_Task details:_
Reproduce the text below on Russell and Fry, word for word and in full.

_Text block:_
• • •
Russell and Fry



Russell, speaking to God, said: “You didn’t give us enough evidence.”

 

He was asked, why are you not a Christian? Russell: “Because I see no evidence for any of the Christian Dogmas. I’ve examined all the stock arguments for the existence of God and none of them seem to be logically valid. You can’t believe in anything that isn’t true, either something is true or it isn’t.”

 

Some people seem to believe a religious code helps them to live their lives with very strict rules, the rights and the wrongs. “Yes, but these rules generally are quite mistaken; I think many of them do more harm than good. They would probably be able to find a rational morality that they could live by if they dropped this irrational, traditional taboo morality that comes down from savage ages.” 

 

Are we, the ordinary person, probably not strong enough to find our own personal ethics and we have to have something imposed on us from outside? “Well, I don’t think that’s true, what is imposed on you from outside is of no value whatever.”

 

When did you decide not to be a Christian? “I never did, but between the ages of 15 and 18 I spent all my spare time thinking about the Christian dogmas and trying to find out if there were any reasons to believe them, and by the time I was 18 I discarded the last of them … I was just engaged in the pursuit of knowledge.”

 

How about the atheists and agnostics who are converted just before they die? “It doesn’t really happen as often as religious people think it does. Religious people, most of them, think it’s virtuous to tell lies about the deathbeds of agnostics.”






Stephen Fry on atheism and God. 


“Atheism has quite a bad press, I’d rather describe myself as ‘humanist’. I don’t believe in God, I could believe in ‘gods’; but monotheism is a really gastly thing. To say that there is one God? Who said that? What? Why?
• • •
_Listed records:_
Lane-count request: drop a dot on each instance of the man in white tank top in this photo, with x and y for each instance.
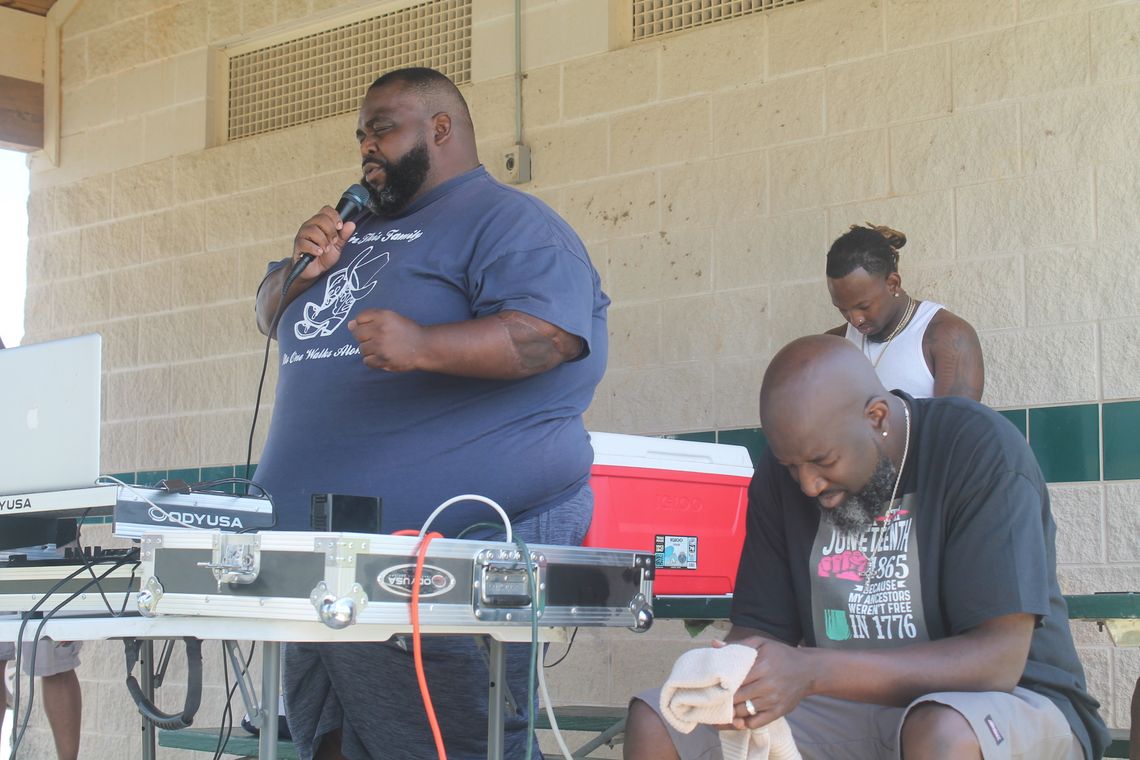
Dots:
(914, 345)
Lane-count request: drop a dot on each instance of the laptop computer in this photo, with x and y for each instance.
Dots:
(49, 415)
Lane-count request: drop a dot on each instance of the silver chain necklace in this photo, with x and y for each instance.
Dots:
(892, 511)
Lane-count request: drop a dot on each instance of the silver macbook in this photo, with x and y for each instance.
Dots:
(49, 415)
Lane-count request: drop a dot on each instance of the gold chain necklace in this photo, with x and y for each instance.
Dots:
(898, 328)
(892, 511)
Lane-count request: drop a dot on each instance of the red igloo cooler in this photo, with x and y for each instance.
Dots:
(683, 500)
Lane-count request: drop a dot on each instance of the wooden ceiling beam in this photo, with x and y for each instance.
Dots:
(21, 114)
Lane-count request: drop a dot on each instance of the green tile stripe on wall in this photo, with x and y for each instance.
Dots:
(750, 438)
(1121, 428)
(1066, 441)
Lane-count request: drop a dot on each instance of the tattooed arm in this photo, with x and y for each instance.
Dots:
(953, 354)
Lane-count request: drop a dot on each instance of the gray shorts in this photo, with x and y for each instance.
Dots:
(369, 691)
(1020, 725)
(51, 658)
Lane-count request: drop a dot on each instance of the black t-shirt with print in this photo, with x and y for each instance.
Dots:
(976, 530)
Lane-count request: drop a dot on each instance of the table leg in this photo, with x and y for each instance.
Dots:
(497, 676)
(270, 694)
(146, 664)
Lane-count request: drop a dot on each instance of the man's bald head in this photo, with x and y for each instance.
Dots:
(816, 374)
(434, 90)
(829, 422)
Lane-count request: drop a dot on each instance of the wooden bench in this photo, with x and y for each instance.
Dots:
(608, 722)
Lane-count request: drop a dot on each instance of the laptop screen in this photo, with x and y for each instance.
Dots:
(49, 415)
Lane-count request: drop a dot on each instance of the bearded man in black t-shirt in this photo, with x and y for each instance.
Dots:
(897, 581)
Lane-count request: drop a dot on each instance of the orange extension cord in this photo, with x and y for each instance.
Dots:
(416, 647)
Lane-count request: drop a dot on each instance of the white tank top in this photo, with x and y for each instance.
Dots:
(901, 364)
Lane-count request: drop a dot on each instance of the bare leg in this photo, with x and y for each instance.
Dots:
(1134, 732)
(330, 746)
(63, 702)
(646, 737)
(933, 730)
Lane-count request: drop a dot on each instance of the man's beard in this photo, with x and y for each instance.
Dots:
(402, 179)
(858, 511)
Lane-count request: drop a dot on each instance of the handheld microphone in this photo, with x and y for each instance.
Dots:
(353, 199)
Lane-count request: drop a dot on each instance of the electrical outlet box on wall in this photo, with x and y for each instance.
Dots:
(516, 164)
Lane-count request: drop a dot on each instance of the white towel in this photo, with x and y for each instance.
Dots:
(700, 691)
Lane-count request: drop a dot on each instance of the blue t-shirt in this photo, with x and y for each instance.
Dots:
(466, 248)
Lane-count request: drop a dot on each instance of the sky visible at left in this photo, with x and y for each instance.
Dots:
(14, 182)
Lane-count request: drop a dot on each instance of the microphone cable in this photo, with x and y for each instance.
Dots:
(352, 201)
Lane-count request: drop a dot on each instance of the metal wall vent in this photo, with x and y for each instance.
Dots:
(658, 17)
(326, 73)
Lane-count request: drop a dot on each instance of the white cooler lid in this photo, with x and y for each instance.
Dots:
(620, 450)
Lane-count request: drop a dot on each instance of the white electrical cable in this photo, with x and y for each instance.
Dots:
(469, 497)
(165, 515)
(550, 710)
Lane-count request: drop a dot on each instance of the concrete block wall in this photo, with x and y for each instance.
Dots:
(707, 171)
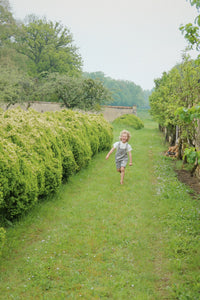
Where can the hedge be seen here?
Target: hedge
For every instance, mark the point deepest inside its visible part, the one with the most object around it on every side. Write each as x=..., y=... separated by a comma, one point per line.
x=38, y=151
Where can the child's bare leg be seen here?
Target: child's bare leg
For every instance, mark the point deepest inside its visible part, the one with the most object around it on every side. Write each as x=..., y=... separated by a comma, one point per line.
x=122, y=174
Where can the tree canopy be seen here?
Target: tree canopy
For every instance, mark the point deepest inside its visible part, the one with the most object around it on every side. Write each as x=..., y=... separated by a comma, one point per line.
x=124, y=93
x=49, y=47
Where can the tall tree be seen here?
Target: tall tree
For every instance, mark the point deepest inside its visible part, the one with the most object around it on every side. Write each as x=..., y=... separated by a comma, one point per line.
x=192, y=31
x=7, y=23
x=49, y=47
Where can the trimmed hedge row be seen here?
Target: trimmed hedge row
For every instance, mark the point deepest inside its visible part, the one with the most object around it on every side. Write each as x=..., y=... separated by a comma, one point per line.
x=129, y=120
x=39, y=151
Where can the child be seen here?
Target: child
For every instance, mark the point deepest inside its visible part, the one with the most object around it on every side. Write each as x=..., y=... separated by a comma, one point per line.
x=121, y=157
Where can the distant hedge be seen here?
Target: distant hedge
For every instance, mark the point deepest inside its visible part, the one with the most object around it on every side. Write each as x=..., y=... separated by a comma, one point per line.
x=39, y=151
x=129, y=120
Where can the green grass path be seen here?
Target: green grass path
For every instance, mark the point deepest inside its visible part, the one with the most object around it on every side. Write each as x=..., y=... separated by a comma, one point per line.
x=97, y=239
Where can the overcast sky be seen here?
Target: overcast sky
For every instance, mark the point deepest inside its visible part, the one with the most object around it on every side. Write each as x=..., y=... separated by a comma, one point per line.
x=135, y=40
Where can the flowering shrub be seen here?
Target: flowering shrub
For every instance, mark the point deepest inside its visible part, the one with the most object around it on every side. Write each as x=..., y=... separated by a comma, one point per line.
x=39, y=151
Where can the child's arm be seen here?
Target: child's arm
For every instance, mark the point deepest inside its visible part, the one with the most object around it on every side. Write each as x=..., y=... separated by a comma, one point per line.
x=110, y=152
x=130, y=159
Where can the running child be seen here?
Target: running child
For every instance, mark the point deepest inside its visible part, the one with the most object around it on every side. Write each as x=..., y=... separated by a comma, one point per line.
x=121, y=156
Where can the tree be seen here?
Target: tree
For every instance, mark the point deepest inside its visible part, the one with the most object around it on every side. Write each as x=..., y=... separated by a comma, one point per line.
x=7, y=23
x=124, y=93
x=192, y=32
x=15, y=86
x=72, y=92
x=49, y=47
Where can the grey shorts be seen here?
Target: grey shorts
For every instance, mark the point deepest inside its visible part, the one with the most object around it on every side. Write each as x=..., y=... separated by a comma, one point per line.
x=121, y=163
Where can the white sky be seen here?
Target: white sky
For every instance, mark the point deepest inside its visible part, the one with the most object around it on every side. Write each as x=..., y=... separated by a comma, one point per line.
x=135, y=40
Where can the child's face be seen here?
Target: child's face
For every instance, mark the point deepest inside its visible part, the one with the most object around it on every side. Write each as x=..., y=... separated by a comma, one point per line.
x=124, y=138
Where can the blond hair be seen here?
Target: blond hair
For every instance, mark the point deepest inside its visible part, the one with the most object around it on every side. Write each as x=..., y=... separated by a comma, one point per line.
x=125, y=132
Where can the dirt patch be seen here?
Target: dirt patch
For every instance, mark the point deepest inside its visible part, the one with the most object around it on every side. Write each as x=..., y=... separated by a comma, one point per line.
x=192, y=181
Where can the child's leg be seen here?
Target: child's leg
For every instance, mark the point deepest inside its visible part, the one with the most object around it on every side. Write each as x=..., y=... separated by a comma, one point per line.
x=122, y=174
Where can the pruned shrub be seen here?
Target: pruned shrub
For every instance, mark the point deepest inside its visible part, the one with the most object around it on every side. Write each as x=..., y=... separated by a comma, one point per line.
x=2, y=238
x=129, y=120
x=39, y=151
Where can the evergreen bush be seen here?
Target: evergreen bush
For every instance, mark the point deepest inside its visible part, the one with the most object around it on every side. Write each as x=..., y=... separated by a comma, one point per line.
x=39, y=151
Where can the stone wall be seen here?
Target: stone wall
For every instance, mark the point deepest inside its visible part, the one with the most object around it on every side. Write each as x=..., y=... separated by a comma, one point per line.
x=109, y=112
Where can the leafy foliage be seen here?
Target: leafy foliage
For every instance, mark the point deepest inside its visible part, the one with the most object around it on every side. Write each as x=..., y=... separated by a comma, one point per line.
x=49, y=47
x=38, y=151
x=124, y=93
x=191, y=31
x=129, y=120
x=179, y=87
x=2, y=238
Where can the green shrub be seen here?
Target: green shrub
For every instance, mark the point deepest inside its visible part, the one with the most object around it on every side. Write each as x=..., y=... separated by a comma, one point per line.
x=129, y=120
x=2, y=238
x=39, y=151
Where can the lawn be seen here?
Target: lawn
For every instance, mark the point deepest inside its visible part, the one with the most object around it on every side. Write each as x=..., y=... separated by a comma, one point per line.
x=97, y=239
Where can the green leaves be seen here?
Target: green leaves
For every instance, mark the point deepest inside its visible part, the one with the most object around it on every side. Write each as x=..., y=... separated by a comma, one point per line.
x=129, y=120
x=192, y=155
x=49, y=47
x=38, y=151
x=191, y=32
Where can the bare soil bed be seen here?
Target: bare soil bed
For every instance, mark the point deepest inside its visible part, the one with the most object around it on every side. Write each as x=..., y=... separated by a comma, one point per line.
x=192, y=181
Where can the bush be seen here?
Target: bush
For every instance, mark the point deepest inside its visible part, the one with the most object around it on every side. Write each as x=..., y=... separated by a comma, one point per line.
x=39, y=151
x=129, y=120
x=2, y=238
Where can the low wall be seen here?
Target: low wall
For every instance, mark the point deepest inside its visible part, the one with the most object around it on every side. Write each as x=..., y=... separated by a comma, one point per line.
x=109, y=112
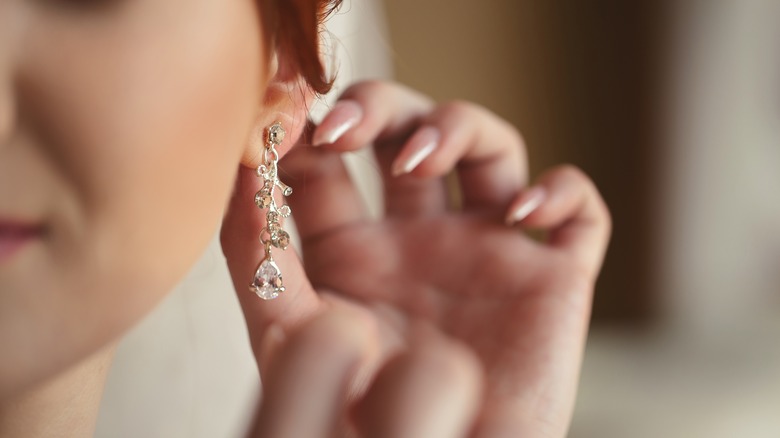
• • •
_Answer for this exercise:_
Russell and Fry



Russell, speaking to God, said: “You didn’t give us enough evidence.”

 

He was asked, why are you not a Christian? Russell: “Because I see no evidence for any of the Christian Dogmas. I’ve examined all the stock arguments for the existence of God and none of them seem to be logically valid. You can’t believe in anything that isn’t true, either something is true or it isn’t.”

 

Some people seem to believe a religious code helps them to live their lives with very strict rules, the rights and the wrongs. “Yes, but these rules generally are quite mistaken; I think many of them do more harm than good. They would probably be able to find a rational morality that they could live by if they dropped this irrational, traditional taboo morality that comes down from savage ages.” 

 

Are we, the ordinary person, probably not strong enough to find our own personal ethics and we have to have something imposed on us from outside? “Well, I don’t think that’s true, what is imposed on you from outside is of no value whatever.”

 

When did you decide not to be a Christian? “I never did, but between the ages of 15 and 18 I spent all my spare time thinking about the Christian dogmas and trying to find out if there were any reasons to believe them, and by the time I was 18 I discarded the last of them … I was just engaged in the pursuit of knowledge.”

 

How about the atheists and agnostics who are converted just before they die? “It doesn’t really happen as often as religious people think it does. Religious people, most of them, think it’s virtuous to tell lies about the deathbeds of agnostics.”






Stephen Fry on atheism and God. 


“Atheism has quite a bad press, I’d rather describe myself as ‘humanist’. I don’t believe in God, I could believe in ‘gods’; but monotheism is a really gastly thing. To say that there is one God? Who said that? What? Why?